• SELECTED EXTRACT:
■ ■ ■ ■

But we can't actually consume more RC. First, we wanted to prevent/reduce that very effect the increased RC costs have on weak accounts. Second, flood is not guaranteed to affect all nodes in the network with exact same intensity. The mechanism used here works only on new transactions and partially on pending ones, when state is still not part of consensus. Once the transaction reaches block, it consumes normal amount of RC, same for all nodes. So, normal account will be temporarily charged exorbitant amount of RC, but once transaction reaches block, the cost will be normal, so they can continue to transact. Even if the temporary cost is too high, they can wait a bit for the attack to lessen and then resend their transaction. In other words either everything is normal or a mild inconvenience.

Ok, I've oversimplified a lot. Of course the main effect of flood is that transactions that users send have to wait a lot in mempool before they are included in the block or dropped due to expiration (which is typically quite short - depends on wallet settings). But that can only be addressed by increasing block size.

On the other hand attacker accounts will need to afford exorbitant cost of multiple transactions that they spam, which at some point should prevent them from spamming more. Some of their transactions will be bounced back due to lack of RC, which is what the network wants - less spam propagated through. Even if they resend the very same transactions, the intensity of the attack is lessened.

■ ■ ■ ■

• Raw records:
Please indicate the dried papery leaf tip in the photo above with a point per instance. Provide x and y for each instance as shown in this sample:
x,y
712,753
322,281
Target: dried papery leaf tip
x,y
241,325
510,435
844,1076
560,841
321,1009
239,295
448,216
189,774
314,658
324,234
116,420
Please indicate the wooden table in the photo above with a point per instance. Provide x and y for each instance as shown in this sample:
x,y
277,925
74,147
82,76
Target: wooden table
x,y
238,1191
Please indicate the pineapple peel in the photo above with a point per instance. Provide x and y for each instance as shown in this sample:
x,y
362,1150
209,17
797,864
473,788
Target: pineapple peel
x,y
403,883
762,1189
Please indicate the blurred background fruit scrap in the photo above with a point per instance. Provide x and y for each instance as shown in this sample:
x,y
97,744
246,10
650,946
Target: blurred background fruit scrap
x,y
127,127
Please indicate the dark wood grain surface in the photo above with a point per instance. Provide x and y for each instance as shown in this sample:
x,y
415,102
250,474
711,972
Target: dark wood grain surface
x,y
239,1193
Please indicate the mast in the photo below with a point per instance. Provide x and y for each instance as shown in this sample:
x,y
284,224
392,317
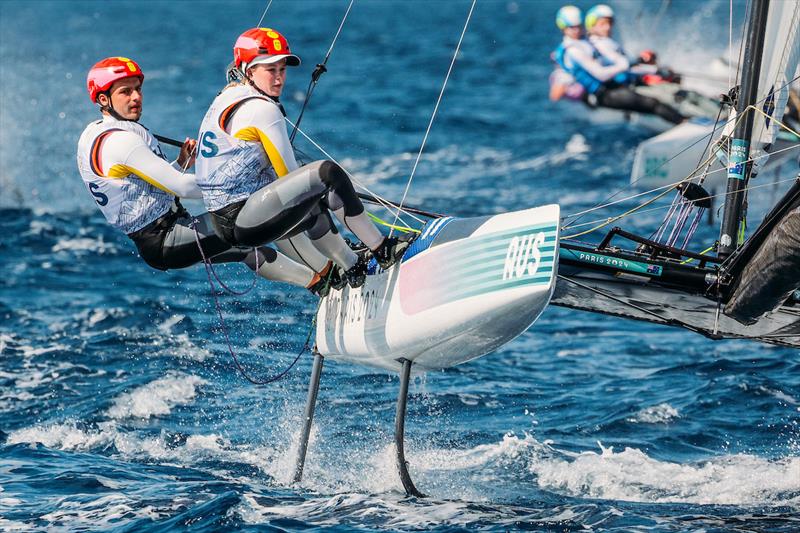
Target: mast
x,y
738,167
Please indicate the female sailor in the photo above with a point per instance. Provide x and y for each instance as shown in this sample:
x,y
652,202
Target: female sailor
x,y
251,182
137,190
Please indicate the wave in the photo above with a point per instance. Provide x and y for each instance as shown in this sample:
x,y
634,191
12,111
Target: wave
x,y
631,475
157,398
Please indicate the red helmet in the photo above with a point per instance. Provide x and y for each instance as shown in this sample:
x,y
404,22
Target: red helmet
x,y
264,44
103,74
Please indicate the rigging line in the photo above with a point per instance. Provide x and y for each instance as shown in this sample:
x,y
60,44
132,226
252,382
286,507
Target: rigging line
x,y
730,42
341,25
662,207
690,175
730,119
264,14
631,197
318,72
667,321
673,185
776,121
435,109
382,201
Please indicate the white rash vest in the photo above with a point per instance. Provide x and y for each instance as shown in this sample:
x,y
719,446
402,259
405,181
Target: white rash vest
x,y
125,171
242,146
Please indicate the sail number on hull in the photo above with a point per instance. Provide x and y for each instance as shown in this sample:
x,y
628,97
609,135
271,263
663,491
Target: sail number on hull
x,y
523,256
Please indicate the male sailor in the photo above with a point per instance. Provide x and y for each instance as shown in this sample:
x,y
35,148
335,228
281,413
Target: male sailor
x,y
606,80
137,190
251,182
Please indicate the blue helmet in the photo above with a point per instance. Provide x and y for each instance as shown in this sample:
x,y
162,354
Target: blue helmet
x,y
600,11
568,16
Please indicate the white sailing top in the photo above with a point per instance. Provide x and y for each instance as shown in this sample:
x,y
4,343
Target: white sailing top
x,y
242,146
125,171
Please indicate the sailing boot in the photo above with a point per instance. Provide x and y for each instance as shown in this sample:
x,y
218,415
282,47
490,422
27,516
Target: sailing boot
x,y
357,274
390,251
320,288
321,284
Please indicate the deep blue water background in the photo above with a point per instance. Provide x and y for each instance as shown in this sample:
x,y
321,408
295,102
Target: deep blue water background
x,y
119,408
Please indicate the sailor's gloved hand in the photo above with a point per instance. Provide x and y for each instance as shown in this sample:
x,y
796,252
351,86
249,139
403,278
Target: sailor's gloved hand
x,y
648,57
188,153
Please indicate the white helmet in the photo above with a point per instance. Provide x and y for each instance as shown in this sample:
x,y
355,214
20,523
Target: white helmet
x,y
568,16
600,11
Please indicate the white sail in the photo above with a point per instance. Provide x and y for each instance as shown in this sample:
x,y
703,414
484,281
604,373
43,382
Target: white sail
x,y
779,65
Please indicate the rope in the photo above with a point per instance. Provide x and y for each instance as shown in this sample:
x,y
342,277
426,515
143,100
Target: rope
x,y
435,109
733,119
264,14
665,207
382,201
671,186
318,72
209,266
223,326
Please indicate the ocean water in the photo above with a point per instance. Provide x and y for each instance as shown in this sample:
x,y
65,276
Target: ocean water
x,y
121,410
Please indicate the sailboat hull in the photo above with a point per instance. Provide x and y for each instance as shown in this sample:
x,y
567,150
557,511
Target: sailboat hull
x,y
624,292
463,289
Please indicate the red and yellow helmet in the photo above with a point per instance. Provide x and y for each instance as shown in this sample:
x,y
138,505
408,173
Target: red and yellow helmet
x,y
103,74
262,45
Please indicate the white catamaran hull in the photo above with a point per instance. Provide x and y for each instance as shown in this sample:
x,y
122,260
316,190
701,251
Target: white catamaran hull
x,y
464,288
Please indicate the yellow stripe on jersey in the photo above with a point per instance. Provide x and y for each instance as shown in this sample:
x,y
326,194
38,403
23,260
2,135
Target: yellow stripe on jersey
x,y
254,134
123,171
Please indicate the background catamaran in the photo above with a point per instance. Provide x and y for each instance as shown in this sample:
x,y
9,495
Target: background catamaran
x,y
728,294
655,163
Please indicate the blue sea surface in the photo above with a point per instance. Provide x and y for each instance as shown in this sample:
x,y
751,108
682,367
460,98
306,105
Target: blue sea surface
x,y
120,408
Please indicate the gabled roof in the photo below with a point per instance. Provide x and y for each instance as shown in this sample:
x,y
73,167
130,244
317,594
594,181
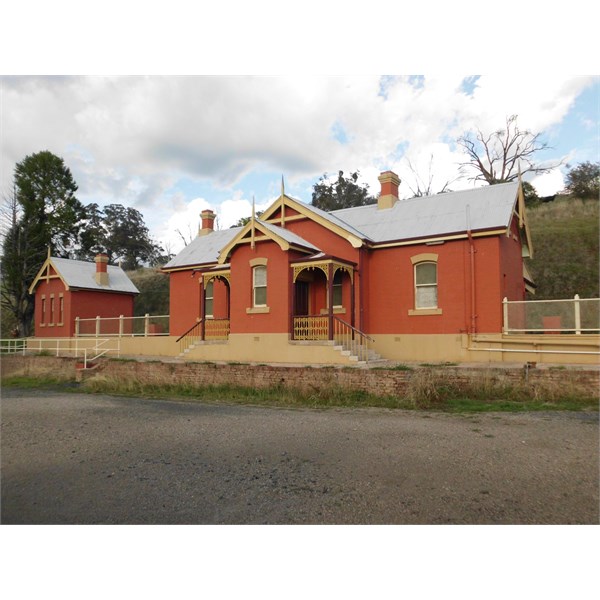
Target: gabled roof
x,y
79,274
480,209
288,236
203,250
329,220
486,210
284,237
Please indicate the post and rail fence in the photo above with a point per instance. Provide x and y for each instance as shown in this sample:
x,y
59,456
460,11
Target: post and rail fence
x,y
571,316
87,350
144,326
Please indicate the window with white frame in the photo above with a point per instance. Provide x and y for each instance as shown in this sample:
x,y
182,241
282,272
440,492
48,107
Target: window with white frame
x,y
208,300
426,285
337,289
259,286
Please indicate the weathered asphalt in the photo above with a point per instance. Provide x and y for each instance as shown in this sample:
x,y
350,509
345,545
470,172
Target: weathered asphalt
x,y
71,458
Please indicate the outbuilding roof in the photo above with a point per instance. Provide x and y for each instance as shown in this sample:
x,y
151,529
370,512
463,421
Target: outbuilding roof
x,y
488,208
79,274
480,209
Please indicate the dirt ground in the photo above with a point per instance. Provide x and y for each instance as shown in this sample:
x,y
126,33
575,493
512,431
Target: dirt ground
x,y
97,459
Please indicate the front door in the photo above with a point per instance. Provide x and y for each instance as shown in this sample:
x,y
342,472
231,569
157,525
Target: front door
x,y
301,303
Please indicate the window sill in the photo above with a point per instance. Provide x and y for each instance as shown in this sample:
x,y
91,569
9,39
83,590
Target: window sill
x,y
258,310
421,312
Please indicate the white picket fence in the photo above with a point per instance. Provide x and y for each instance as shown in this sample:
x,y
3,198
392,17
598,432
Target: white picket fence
x,y
574,315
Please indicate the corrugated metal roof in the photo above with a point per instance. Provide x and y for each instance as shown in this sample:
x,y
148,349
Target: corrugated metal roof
x,y
82,274
490,207
204,249
333,218
288,236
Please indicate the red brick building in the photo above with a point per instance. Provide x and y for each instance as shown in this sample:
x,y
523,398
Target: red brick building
x,y
65,289
415,273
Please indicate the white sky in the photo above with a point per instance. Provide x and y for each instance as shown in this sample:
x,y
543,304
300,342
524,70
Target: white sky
x,y
173,145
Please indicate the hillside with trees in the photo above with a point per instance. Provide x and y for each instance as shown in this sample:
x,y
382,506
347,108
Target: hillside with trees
x,y
565,235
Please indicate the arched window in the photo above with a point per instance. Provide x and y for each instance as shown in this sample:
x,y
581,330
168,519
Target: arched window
x,y
426,285
259,286
208,300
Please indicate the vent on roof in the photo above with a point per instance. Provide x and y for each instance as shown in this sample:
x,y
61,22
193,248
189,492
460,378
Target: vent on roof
x,y
389,190
101,269
208,222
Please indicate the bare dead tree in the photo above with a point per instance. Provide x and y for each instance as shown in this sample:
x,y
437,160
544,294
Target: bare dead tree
x,y
425,188
10,211
496,157
187,237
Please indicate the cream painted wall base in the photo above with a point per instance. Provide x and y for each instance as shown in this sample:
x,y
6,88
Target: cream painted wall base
x,y
277,348
268,348
564,349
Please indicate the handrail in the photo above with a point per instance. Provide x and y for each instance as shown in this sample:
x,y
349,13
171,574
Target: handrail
x,y
189,330
351,339
360,333
190,336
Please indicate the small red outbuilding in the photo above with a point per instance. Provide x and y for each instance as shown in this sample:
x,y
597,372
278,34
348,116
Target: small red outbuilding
x,y
65,289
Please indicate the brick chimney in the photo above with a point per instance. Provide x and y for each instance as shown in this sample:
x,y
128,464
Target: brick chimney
x,y
389,190
101,269
208,222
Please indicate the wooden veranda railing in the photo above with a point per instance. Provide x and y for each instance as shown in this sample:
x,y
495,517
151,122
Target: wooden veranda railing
x,y
351,339
316,327
216,329
190,337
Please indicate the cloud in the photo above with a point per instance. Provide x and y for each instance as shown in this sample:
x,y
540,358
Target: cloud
x,y
130,140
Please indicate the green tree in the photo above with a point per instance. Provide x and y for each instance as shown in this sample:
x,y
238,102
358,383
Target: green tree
x,y
127,238
46,193
583,180
92,239
47,216
345,192
498,156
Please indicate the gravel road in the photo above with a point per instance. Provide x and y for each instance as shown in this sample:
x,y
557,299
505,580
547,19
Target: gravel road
x,y
97,459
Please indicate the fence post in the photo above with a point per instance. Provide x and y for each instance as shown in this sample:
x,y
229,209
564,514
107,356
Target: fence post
x,y
577,315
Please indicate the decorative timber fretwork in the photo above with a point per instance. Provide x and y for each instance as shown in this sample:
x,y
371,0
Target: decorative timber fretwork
x,y
323,265
219,275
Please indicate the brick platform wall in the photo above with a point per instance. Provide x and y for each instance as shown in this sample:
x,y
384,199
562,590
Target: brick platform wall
x,y
378,381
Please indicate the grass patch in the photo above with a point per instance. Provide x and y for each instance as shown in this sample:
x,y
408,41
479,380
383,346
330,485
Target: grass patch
x,y
426,390
442,364
33,382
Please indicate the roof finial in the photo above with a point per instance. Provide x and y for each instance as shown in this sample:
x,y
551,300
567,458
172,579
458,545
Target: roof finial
x,y
252,221
521,198
282,209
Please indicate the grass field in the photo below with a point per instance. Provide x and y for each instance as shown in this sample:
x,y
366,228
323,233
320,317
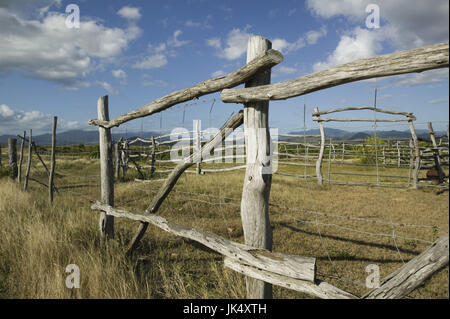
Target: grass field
x,y
38,240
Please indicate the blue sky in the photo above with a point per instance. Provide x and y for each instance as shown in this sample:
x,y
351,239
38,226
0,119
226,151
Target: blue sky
x,y
138,51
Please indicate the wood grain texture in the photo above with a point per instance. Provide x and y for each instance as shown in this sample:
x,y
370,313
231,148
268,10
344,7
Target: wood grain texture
x,y
318,288
257,181
416,155
358,108
417,60
175,174
407,278
19,170
263,62
321,152
30,149
106,223
53,161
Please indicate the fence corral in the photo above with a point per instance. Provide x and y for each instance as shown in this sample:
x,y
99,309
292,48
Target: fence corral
x,y
255,259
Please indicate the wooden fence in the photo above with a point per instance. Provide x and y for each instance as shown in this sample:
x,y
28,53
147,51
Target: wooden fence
x,y
16,168
255,259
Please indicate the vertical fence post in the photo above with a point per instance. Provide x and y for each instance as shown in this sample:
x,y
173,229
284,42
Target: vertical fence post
x,y
411,160
27,174
117,160
124,158
19,171
106,222
152,169
12,152
322,149
197,142
257,182
437,158
53,161
329,162
416,155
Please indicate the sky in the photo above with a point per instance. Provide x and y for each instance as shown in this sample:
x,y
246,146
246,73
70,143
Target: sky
x,y
138,51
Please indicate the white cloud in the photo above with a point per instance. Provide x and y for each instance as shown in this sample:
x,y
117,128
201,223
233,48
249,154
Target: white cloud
x,y
360,43
218,73
235,44
14,121
432,76
285,70
46,49
407,23
292,11
311,37
439,101
108,87
129,13
192,24
160,52
120,74
156,83
314,35
215,43
175,42
152,62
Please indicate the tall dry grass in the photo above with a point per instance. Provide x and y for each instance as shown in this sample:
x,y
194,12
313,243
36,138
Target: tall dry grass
x,y
38,242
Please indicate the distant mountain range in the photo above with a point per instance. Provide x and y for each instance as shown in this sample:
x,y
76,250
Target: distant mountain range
x,y
91,137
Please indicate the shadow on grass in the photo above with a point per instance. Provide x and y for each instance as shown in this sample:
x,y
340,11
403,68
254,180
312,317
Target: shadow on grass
x,y
354,241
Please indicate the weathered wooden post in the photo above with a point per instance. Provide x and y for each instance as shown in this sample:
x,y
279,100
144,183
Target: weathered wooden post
x,y
322,147
411,160
12,152
22,145
106,222
53,161
257,182
197,142
27,173
152,163
117,161
124,158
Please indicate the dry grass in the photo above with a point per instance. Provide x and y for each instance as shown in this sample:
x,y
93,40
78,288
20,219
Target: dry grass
x,y
39,241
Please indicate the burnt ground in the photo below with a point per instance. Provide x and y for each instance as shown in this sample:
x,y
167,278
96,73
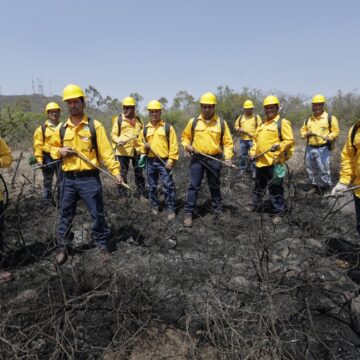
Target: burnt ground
x,y
235,287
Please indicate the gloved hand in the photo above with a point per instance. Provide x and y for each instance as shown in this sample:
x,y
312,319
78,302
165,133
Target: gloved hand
x,y
338,189
32,160
142,161
274,147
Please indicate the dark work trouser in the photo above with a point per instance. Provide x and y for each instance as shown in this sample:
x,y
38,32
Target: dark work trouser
x,y
139,178
264,178
155,170
357,212
76,186
198,166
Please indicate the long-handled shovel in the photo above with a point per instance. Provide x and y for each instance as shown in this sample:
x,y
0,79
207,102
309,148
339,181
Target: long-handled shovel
x,y
342,192
88,161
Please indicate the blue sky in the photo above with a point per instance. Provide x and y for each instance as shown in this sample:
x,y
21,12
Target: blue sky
x,y
159,47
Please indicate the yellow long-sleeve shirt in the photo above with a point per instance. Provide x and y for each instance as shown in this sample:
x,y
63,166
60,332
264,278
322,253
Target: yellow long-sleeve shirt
x,y
128,131
41,141
79,138
207,137
5,159
247,124
266,136
320,126
350,161
156,138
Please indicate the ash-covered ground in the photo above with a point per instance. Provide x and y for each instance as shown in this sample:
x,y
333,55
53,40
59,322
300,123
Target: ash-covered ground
x,y
234,287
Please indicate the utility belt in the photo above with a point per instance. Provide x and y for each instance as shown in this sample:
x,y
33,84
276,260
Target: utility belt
x,y
318,146
80,174
157,158
202,157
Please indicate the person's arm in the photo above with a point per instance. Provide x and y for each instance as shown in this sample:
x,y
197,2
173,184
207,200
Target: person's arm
x,y
105,150
38,145
5,155
228,144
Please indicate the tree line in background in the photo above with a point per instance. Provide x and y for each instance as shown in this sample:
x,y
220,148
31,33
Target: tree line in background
x,y
20,117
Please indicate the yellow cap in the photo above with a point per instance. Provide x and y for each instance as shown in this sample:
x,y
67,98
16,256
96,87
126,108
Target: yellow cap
x,y
129,101
208,98
72,91
52,106
154,105
271,100
318,98
248,104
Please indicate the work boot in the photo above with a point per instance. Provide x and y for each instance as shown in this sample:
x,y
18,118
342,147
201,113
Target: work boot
x,y
143,199
5,276
104,254
61,257
171,216
276,220
188,220
155,211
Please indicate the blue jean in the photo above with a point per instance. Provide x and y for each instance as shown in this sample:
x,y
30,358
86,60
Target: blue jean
x,y
88,189
264,179
139,178
48,174
245,146
317,162
198,166
155,170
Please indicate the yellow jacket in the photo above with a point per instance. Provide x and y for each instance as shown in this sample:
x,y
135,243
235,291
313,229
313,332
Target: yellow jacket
x,y
79,138
5,159
156,138
248,124
266,136
41,143
350,162
320,126
128,131
207,137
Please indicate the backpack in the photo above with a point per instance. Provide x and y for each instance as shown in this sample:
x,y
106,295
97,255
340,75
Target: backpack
x,y
354,130
289,152
167,132
222,126
119,120
331,143
92,132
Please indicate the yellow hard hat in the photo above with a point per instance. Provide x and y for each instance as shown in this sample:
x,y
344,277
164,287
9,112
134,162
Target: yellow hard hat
x,y
52,106
318,98
154,105
72,91
129,101
248,104
208,98
271,100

■ ■ ■ ■

• PARTS OF THE EXERCISE:
a – Answer these questions from the text about resource credits during a network flood:
(i) What is the only way the text gives to address transactions waiting a long time in the mempool?
(ii) How much RC does a transaction consume once it reaches a block?
(iii) Why will some of the attacker's transactions be bounced back?
b – List every kind of account named in the text about resource credits during a network flood.
c – Carry on the text about resource credits during a network flood from its last sentence.
The records have nothing to do with the text.

• RESPONSES PER TASK:
a –
(i) Increasing block size.
(ii) The normal amount, the same for all nodes.
(iii) Due to lack of RC.

b – Weak accounts, normal account, attacker accounts

c –
There are two new configuration options for this mechanism:

  • rc-flood-level - default 20. It regulates how many full blocks worth of transactions can be present in mempool before the mechanism turns on. F.e. with default 20 and 64kB blocks it means the mechanism will only start charging extra when there is over 1.25MB in mempool.
  • rc-flood-surcharge - default 10000 (100%). It tells how much extra to charge for each block worth of transactions in mempool. F.e. with default values when there is 22*64kB in mempool, each transaction RC cost will be multipled by 3 (2 blocks above flood level times 100% extra plus normal cost).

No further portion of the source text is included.